------ Data for this exercise

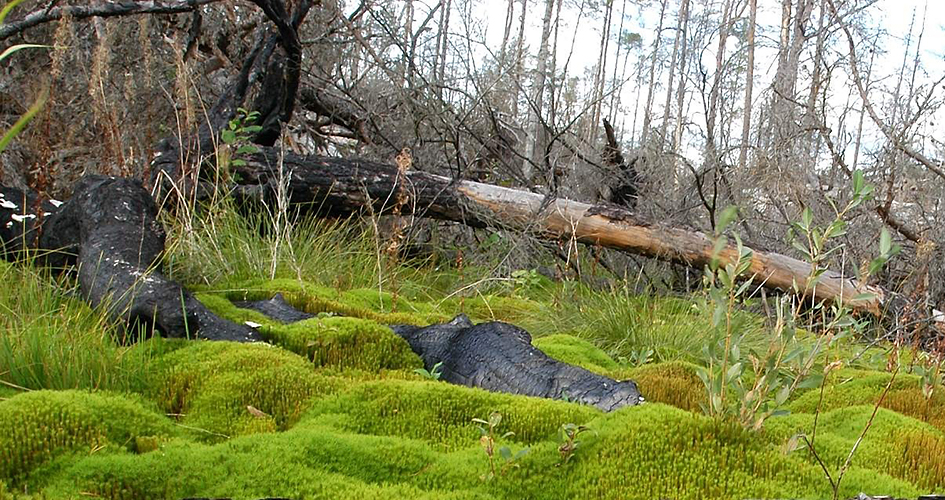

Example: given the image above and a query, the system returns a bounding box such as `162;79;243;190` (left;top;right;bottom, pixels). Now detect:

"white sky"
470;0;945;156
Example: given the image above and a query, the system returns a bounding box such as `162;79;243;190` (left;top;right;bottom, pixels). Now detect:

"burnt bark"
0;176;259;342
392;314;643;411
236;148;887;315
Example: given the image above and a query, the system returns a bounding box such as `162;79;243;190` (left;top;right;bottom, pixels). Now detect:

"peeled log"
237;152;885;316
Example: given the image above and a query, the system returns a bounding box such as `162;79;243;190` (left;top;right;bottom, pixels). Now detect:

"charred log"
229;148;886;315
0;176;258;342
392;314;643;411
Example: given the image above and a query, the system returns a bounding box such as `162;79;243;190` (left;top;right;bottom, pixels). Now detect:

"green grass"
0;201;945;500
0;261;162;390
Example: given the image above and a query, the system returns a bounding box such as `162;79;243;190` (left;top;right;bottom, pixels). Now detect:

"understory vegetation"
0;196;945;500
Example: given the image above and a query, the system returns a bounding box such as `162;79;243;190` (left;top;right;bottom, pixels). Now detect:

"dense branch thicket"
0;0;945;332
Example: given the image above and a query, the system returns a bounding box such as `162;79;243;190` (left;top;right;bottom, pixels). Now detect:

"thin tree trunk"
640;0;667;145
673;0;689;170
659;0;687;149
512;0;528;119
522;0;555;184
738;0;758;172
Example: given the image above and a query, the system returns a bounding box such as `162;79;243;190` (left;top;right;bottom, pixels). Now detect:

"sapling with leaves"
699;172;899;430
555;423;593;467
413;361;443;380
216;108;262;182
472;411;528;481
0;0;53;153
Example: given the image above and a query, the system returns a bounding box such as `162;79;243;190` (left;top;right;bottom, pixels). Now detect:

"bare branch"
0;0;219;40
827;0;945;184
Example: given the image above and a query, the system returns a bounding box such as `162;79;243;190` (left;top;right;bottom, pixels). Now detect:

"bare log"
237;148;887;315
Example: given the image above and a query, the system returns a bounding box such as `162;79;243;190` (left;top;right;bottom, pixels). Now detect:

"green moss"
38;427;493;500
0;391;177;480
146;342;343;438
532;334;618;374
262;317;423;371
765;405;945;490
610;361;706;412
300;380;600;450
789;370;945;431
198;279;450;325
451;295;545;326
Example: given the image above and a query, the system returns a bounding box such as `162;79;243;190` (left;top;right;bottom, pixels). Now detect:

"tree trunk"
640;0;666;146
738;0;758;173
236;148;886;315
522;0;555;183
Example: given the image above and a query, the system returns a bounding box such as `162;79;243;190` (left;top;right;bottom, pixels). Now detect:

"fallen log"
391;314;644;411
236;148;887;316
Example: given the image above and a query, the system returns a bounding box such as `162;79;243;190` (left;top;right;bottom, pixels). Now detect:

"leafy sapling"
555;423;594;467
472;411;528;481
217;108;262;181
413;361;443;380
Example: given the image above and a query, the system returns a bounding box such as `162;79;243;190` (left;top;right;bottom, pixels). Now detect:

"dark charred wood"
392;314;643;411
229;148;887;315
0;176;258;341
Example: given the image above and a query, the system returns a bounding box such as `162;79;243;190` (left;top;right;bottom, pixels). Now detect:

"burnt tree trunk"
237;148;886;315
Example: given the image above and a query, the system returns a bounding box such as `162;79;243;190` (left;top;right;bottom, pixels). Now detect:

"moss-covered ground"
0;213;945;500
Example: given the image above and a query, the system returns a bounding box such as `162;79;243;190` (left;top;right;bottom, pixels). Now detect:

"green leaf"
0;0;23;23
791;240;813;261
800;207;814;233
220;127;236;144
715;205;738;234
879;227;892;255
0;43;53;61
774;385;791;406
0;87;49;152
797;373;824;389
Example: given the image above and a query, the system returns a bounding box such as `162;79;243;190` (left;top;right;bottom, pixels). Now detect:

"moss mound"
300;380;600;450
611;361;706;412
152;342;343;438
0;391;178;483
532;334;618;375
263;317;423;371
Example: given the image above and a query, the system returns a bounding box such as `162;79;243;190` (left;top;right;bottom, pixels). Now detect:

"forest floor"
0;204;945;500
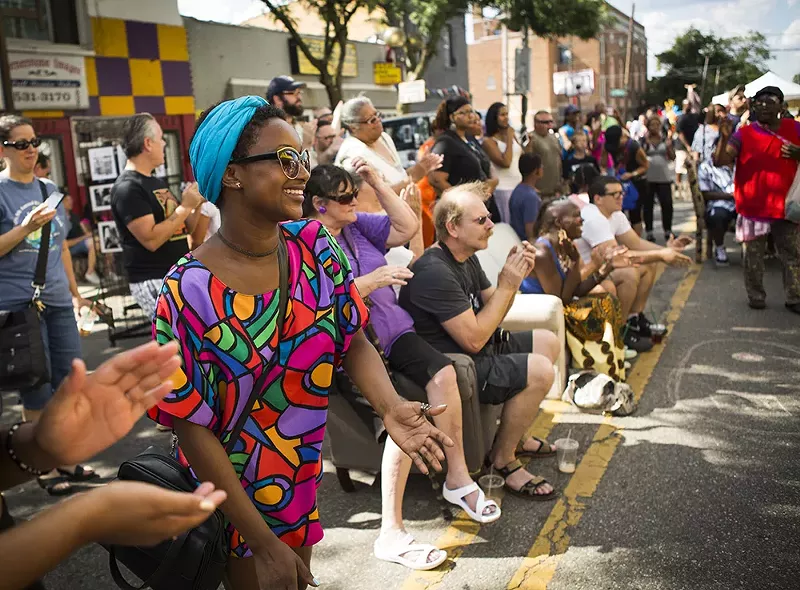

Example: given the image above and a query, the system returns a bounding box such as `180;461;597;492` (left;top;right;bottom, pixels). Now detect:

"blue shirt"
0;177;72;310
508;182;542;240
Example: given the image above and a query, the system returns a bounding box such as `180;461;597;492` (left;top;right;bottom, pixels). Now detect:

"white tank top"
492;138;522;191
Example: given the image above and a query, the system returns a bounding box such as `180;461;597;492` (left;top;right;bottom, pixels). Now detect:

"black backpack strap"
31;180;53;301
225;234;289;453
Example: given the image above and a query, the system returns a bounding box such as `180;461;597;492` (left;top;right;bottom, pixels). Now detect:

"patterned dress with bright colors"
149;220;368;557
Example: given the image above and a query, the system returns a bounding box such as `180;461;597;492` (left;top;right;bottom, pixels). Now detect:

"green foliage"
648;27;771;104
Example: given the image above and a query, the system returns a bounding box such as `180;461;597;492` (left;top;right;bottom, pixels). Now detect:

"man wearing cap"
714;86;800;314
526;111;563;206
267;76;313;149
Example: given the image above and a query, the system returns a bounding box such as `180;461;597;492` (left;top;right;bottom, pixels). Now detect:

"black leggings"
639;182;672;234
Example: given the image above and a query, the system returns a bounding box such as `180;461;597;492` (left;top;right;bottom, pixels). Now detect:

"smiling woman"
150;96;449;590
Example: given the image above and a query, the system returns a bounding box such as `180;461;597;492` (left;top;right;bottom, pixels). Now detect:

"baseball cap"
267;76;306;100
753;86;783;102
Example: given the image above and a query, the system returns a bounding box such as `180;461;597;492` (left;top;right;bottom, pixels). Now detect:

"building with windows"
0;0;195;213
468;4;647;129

------------

To be done: Omit any images, then output the listing exactly.

Answer in full:
Example: given the image above and a query, the system returns a bounding box such as `162;79;243;190` (left;top;right;bottom, pixels). Now detect:

"white sky"
470;0;945;156
Example: given the image above and a query, the system returns a bounding box such as `162;79;243;190` (left;top;right;bottom, pixels). Now detect:

"burnt bark"
0;176;259;342
392;314;643;411
236;148;887;315
Example: given the image above and a query, the system returns a bounding box such as `162;79;243;190` (left;top;right;bottom, pixels). Now detect:

"peeled log"
237;152;885;316
Example: given the image above and a query, the system returns a bounding box such as `162;79;243;190` (left;top;right;bottom, pixels). Now detect:

"charred log"
229;148;886;315
0;176;258;342
392;314;643;411
Example: given the image above and a query, the system returns a bounding box such as `162;79;243;190` (left;top;right;bottom, pixels). Now detect:

"green grass"
0;201;945;500
0;261;162;390
Example: given the image above and a query, the system returns a bounding box such as `162;79;243;190` (left;top;right;bottom, pixels). Now detect:

"understory vegetation"
0;196;945;500
Example: given the image above and a query, the system returns a bounding box such as `162;79;243;190` (left;top;right;bottom, pixels). Now detect:

"dense branch thicket"
0;0;945;332
Example: given the image above and a query, the system returns a bounding box such as `162;79;243;190` (left;top;right;bottom, pixels). Now detect:

"thin tree trunk"
640;0;667;145
673;0;689;170
659;0;687;149
512;0;528;119
522;0;555;184
738;0;758;172
Example: given the image above and a query, the system returns a bounding box such as `162;79;243;190` (left;top;right;bottom, pixels). Now detect:

"sapling with leaves"
699;172;899;430
555;423;593;467
413;361;443;380
216;108;262;182
472;411;528;481
0;0;53;153
Example: given the image above and a query, the system returns a bounding box such as `162;79;243;190` (left;top;right;bottom, pixels). Now detect:

"bare branch"
0;0;219;40
827;0;945;184
Example: given the image above and a query, the system returns a bounding box such as `162;79;243;190` (left;top;right;bottom, pixels). Now detect:

"bare log"
237;148;887;315
Example: given the image above and a query, the system returns a bounding box such as `162;79;243;190` (left;top;right;bottom, pixels). Now detect:

"green moss"
38;427;493;500
0;391;177;480
146;342;343;438
532;334;618;374
262;317;423;371
765;405;945;490
610;361;706;412
300;380;600;450
789;370;945;431
198;279;450;325
451;295;545;326
Example: given the image above and a query, the system returns a bounding box such as `162;79;243;190` (left;top;right;bottom, pixels). Now detect:

"tree trunk"
640;0;666;146
738;0;758;173
236;148;886;315
522;0;555;183
Example: given the image above and a query, the system returns a bounding box such as `162;79;243;190` (left;top;right;bottom, pixels). Now detect:

"fallen log"
391;314;644;411
236;148;887;316
Example: given the image above and a query, the system returns a bounding box such as `162;79;243;190` (left;top;right;bottom, pixels). Now detect:

"leafy sapling"
555;423;594;467
472;411;528;481
217;108;262;181
413;361;443;380
Example: given the image above and a query, the system returns a bounding box such as `162;79;243;190` (left;top;right;bottom, pixels). Now detect:

"dark charred wood"
392;314;643;411
229;148;887;315
0;176;258;341
Example: given the image above and a query, the system returns a bounding box such as `162;79;243;190` (left;top;right;bottom, pixels). Now detect:

"burnt tree trunk"
237;148;886;315
Example: given the image above and a query, the system returns a bounding box such as `162;79;243;190` (left;top;right;bottom, pixels). Now detect:

"moss-covered ground"
0;213;945;500
Example: given the image above and a query, the system returns a bounding box such as `162;79;243;190` (left;top;right;bottom, pixels). Now detect:

"green leaf"
0;0;23;23
791;240;813;261
800;207;814;233
220;127;236;144
715;205;738;234
879;227;892;255
0;43;53;61
774;385;791;406
0;87;49;152
797;373;824;389
Example: given the image above and a query, the system returns a bounding box such as `162;79;243;190` (left;top;right;bottom, pixels). Now detect:

"moss mound"
300;380;600;450
611;361;706;412
152;342;343;438
0;391;178;483
532;334;618;375
263;317;423;371
Example: given the image above and a query, the system returns a bounding box such as `162;79;243;190` (left;top;right;bottom, pixels). Now detect:

"forest floor"
0;204;945;500

Example: given the image above and a query, the system returns a bounding box such as `180;461;597;492` (left;top;right;bottom, pixels). Now detect:

"blue shirt"
0;177;72;310
508;182;542;240
Example: given the image above and a query, the system returns a bounding box such as `180;461;597;492` (left;top;right;bottom, pixels). Now detect:

"white tank top"
492;138;522;191
Example: given the image above and a query, the system returns a bounding box such as `180;461;597;492` (left;top;right;bottom, pixels). Now detect:

"black backpack strap"
31;180;53;301
225;234;289;453
Example: given the image above and a query, the system returns a bounding box such as `180;461;597;492` (left;top;right;bottom, pixels). Now detect:

"patterned dress with bright colors"
149;220;368;557
Example: given the image above and a query, the system returns a bounding box such as `180;461;597;492` (left;top;right;bottom, pixels). Now detect:

"green foliage"
648;27;771;104
Example: given the image above and a query, the system returns a bounding box such as `180;461;597;492` (left;top;right;bottom, pixels). Now detect:

"man wearing cap"
714;86;800;314
526;111;563;206
267;76;313;149
Example: given the image above and a query, the system returns a bounding box such as `180;461;597;492` (left;top;right;bottom, pixels). Now detect:

"black leggings"
639;182;672;234
Example: given the image above and a query, the system returns a bounding box such as `180;461;597;492` (left;top;right;bottom, pixels). Now detect:

"smiling woman"
150;96;449;590
Example: given the image above and a query, the system returns a bounding box such as `180;461;597;492` (left;top;right;bottom, pixels). Now detect:

"baseball cap"
267;76;306;100
753;86;783;102
Example: given the image above and a query, the system returns a bounding box such as `180;461;597;492` (left;top;right;bottom, pixels). Now detect:

"building with windows"
0;0;195;213
468;4;647;129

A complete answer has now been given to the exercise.